Gather every line in the entries below that holds the word "grass", and copy each one out. Case counts.

━━ Given information ━━

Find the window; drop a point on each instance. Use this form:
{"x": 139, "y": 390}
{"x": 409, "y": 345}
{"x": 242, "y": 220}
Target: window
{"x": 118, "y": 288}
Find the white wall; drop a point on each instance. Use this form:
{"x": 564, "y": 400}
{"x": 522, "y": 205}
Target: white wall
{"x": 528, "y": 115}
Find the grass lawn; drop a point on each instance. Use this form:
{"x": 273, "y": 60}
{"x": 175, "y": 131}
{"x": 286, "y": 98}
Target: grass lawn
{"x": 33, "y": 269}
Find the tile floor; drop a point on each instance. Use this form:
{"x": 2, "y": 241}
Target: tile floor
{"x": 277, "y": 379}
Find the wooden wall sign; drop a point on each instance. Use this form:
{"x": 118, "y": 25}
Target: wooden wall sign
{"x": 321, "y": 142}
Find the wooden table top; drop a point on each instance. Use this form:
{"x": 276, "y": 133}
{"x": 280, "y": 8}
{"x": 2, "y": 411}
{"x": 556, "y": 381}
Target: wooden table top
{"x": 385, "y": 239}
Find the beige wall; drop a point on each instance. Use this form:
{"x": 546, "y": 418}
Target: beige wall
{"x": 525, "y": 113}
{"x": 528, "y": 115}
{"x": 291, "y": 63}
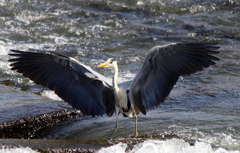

━━━

_Worked answer_
Find the grass lawn; drop a point on each instance. Use this form:
Target: grass lawn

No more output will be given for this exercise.